STATED EXERCISE 1: In the boat-building forum thread, list every person whom the writer of the final post addresses by name at the start of a paragraph.
STATED EXERCISE 2: Rewrite the part of the boat-building forum thread starting at "Personally, I'd just" and ending at "It really hurts.)", replacing "needle nosed pliers" with "wire cutters".

PASSAGE:
● ● ● ● ●

I agree with Hector. Build yourself a dingy - something small enough that you can use when the Tiki 21 is built. There are numerous stitch and glue designs out there- some plans even free of charge. This will give you the necessary skills to work with epoxy, fillets etc.
Good luck with the build. Keep us up to date with your progress.

Carl
Will the proa be the tender to the Tiki?

Having two boats to maintain is a pain in the ass, especially when they are both made out of wood.

But if the lesser is the tender to the greater, it doesn't seem so bad. So why not practice on your skiff before building your Tiki?

Personally, I'd just go ahead and build the Tiki...assuming that that is your end goal. Stitch and glue is a very simple process.
(When pulling the wire after the epoxy has set, be careful that your needle nosed pliers doesn't leap into your nasal cavity. It really hurts.)

As far as experiences and opinions with the designs go, I've never built a Tiki. I am building a Pahi. If we assume a similarity across plans, then I would say multiply the designer's time estimate by at least 10, quadruple your corresponding cost estimate, and expect frequent frustration from numerous discrepancies/errors in the plans.

Really though, it's a fun process and will keep you out of the bar in your free time...maybe.

Welcome to the forum, mate!
Hi Josh,

Welcome to the forum. I am building a Tiki 30 (70% done) and I have never built a boat before. It is not a problem if you are reasonably handy with tools. You could do a few test runs on some scrap plywood with the epoxy, making fillets and test them to break. They should break in the wood not in the fillet.

One thing I do recommend before building is to get the 'Epoxy Bible' (The Gougeon Brothers on Boat Construction by Meade Gougeon). Read it from the first to the last page and you will know everything about epoxy work. These folks have invented this way of boat building. They write about West System Epoxy but it works for all brands.

The Wharram plans are very good and give more details than I have seen anywhere else on boat plans. Considering how much work it is to build any boat I would go for the boat that I really want and nothing else. For a Tiki 21 you do not really need a tender/dinghy. A 21 is certainly not too big for a first time building project. It is a fine experience if you enjoy building things. Please keep us updated.

Best
Ralf
Wow guys!

Thanks for the replies and the info!

Hector & Carl: It does sound like a good idea to build a small dinghy to start with as a simple way to learn the process.. At the same time, I wouldn't mind having something to play around in while the tiki is being built.. And the outriggers look so beautiful... Are they really so close in time and effort of construction that i would be wasting my time? Gary seems to think that a wa'apa can be built in around 160 hours..

Tom: Thanks for the tip about the needle nose pliers... Ill be sure to take extra care.. Do you know where I can get a good nose guard? (hehehe)

Ralf: Thank you for pointing me in the direction of the Gougeon Brother book! Im sure it will help a lot as i have no experience in building anything at all..

Thanks for the warm welcome!

● ● ● ● ●

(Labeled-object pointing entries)
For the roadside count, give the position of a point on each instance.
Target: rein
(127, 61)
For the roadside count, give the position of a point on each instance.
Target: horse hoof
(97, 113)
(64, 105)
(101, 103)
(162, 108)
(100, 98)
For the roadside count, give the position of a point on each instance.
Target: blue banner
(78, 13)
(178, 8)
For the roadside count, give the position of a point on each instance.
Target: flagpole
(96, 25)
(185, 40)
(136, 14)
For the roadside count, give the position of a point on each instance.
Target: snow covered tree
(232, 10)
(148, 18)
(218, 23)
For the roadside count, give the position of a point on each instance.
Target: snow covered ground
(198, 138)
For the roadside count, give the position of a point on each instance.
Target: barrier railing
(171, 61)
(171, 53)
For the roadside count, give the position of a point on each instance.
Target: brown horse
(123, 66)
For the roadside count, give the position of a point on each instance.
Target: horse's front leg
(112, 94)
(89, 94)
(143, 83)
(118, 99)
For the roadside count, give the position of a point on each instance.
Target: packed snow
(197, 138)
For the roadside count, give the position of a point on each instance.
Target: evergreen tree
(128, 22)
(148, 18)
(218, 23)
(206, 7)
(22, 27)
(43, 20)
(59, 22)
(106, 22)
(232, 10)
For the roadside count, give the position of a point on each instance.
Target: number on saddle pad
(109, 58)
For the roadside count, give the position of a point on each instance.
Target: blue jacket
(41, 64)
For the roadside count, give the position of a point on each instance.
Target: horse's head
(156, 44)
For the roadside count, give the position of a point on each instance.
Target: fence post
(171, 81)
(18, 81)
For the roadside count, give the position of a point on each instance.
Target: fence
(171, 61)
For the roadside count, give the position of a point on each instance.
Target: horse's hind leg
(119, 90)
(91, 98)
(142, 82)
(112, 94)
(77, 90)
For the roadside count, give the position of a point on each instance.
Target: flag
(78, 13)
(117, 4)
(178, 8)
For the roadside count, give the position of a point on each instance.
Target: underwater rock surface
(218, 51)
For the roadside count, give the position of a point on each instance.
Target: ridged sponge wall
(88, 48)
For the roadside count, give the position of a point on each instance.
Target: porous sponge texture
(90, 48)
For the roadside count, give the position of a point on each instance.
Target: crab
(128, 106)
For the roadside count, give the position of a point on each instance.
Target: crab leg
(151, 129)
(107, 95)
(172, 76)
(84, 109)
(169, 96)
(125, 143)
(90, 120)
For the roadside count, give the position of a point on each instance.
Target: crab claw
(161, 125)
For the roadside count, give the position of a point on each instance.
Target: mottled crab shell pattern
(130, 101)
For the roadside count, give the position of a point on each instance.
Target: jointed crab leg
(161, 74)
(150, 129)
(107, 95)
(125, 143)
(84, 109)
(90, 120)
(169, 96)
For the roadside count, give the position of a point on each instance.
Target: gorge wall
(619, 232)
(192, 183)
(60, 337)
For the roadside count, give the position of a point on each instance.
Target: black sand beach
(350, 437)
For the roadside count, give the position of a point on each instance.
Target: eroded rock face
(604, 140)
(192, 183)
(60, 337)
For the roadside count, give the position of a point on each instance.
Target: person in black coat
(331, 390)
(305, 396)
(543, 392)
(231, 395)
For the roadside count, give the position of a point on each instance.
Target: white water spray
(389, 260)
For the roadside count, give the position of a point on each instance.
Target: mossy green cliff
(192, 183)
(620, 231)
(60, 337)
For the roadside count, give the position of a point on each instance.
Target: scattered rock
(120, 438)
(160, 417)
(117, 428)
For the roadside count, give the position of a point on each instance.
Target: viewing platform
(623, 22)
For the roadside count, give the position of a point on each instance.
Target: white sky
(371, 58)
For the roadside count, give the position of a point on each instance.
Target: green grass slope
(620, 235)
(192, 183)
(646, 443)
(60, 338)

● ● ● ● ●

REPLY 1: Hector, Carl, Tom, Ralf

REPLY 2:
Personally, I'd just go ahead and build the Tiki...assuming that that is your end goal. Stitch and glue is a very simple process.
(When pulling the wire after the epoxy has set, be careful that your wire cutters doesn't leap into your nasal cavity. It really hurts.)